= Document section =
Oh yes, so much this.

I find it sort of humorous that we are now talking about whether coworking 
can survive a recession, there are serious articles from back then (and it 
wasn't that long ago) about whether coworking was really just a 
manifestation of recession and whether it would go away as soon as the 
economy took an upturn.

To which I sad then as I say now, come back in ten years, we'll see then 
who's still standing.

On Thursday, November 1, 2018 at 4:22:10 PM UTC+1, Angel Kwiatkowski wrote:
>
> Jeanine,
> I remember this woman who was familiar with Cohere but was working in a 
> regular job in the next town. She showed up on our doorstep one day after 
> lunch and proclaimed, "I just got laid off. I didn't want to go home so I 
> came here instead."
>
> A
>
> On Wednesday, October 31, 2018 at 3:37:30 AM UTC-6, Jeannine van der 
> Linden wrote:
>>
>> This right here.

= Dataset excerpts =
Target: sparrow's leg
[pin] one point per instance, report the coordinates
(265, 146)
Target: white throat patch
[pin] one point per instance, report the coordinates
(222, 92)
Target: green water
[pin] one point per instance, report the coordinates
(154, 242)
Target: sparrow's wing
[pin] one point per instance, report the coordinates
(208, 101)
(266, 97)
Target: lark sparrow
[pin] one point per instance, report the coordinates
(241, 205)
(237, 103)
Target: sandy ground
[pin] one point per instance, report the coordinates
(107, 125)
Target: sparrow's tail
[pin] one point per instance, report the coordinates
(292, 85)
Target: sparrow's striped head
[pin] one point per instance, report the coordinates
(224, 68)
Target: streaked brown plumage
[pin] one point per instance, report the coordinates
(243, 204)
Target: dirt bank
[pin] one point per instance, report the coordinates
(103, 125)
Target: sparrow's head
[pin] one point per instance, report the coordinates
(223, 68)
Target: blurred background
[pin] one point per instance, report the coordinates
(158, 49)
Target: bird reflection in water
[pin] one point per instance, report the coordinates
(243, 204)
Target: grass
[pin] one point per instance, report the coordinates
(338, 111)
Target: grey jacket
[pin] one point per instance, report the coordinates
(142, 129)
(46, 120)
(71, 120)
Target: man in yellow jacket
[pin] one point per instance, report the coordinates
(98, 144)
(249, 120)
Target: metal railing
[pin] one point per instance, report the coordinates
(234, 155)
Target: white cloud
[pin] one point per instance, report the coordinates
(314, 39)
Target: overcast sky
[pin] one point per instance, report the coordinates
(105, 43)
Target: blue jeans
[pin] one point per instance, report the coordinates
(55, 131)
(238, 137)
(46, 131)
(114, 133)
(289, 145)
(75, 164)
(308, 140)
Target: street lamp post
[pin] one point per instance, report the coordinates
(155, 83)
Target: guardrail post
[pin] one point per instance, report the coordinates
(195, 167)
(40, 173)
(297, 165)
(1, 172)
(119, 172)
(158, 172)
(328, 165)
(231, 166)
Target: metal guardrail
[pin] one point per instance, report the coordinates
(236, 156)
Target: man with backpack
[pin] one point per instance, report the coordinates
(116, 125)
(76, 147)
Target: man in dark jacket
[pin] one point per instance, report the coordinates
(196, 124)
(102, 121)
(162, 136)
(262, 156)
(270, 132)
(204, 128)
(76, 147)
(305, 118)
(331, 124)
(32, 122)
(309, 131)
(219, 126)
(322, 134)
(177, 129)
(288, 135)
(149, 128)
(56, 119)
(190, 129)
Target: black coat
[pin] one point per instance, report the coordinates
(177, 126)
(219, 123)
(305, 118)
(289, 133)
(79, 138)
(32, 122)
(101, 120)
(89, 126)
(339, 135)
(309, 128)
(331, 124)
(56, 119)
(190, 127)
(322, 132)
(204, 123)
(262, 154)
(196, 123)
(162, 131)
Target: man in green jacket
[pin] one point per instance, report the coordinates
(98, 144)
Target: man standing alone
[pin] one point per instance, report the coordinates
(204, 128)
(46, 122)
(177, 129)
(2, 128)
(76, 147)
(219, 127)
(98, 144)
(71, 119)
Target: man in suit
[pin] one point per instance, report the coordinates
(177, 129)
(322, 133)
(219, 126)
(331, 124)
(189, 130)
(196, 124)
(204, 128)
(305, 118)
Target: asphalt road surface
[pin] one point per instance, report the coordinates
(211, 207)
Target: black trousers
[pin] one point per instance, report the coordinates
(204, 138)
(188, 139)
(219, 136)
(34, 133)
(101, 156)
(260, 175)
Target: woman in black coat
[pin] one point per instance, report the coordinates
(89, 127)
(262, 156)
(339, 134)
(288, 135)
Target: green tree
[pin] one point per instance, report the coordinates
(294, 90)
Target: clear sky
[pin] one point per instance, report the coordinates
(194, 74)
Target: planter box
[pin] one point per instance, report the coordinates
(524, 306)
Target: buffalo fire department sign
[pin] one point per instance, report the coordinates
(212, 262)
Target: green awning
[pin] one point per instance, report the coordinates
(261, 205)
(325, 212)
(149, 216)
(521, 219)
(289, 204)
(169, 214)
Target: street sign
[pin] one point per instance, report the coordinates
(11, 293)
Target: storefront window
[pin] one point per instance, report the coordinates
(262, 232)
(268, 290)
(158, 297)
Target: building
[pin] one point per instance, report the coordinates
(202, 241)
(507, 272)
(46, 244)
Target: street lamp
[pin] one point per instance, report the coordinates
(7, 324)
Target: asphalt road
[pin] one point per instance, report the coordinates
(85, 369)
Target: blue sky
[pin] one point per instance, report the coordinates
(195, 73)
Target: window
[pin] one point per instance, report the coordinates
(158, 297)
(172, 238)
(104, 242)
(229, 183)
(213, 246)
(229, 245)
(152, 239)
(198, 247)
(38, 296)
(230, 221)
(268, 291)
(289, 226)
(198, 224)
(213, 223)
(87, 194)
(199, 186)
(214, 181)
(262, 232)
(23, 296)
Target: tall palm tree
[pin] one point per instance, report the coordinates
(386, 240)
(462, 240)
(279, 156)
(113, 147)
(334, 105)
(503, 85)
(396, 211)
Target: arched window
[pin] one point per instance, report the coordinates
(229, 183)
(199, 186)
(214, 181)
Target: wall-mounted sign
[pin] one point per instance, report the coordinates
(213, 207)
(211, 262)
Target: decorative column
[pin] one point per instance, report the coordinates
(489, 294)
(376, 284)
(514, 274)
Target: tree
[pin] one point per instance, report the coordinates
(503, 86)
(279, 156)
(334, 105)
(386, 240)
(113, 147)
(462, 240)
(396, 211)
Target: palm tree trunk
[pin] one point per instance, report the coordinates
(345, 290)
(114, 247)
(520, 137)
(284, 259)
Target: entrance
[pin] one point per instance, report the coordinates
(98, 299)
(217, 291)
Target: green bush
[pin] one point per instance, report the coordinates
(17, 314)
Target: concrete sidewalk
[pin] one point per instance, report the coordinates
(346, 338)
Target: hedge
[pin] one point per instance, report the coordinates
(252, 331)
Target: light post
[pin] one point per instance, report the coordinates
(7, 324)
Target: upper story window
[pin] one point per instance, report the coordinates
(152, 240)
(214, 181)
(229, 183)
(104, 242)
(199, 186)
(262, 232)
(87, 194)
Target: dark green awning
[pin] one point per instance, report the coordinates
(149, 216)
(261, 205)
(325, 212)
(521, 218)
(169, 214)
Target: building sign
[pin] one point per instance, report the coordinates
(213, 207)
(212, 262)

= What this exercise asks =
**A)** Count the lines of the listing that contain the string "coat", with case counting, and give only that number.
**B)** Extend the coworking thread, continuing after its final line.
The coworking thread and the listing come from unrelated sources.

= Results of the exercise =
**A)** 2

**B)**
>>
>> I opened my first space just as the last recession was hitting -- though 
>> it was a slower, shallower curve here in Europe, the sudden shift to 
>> mandatory entrepreneurship came in like a bomb.  Suddenly people were being 
>> confronted with doing the same job they always had done as an employee, as 
>> a freelancer. They were nervous and worried and not at all sure they were 
>> up for this Brave New World.
>>
>> I intentionally made that space homey and personal and intimate.  A 
>> shiny, corporate environment was exactly what they did not want.  We had a 
>> guy from the tax office come in and give lessons on how to keep books and 
>> records as a freelancer, we had intentional freelancers come in and talk 
>> about what it's like to freelance, we had folks come in and talk about how 
>> to manage your retirement now you are a freelancer. 
>>
>> We are now two cycles away from that and have changed a lot of things 
>> since then. I sort of miss it sometimes, though I am glad those folks are 
>> settled now mostly.
>>
>> Tip for Coworking in a recession:  keep your costs low and your powder 
>> dry.  :-)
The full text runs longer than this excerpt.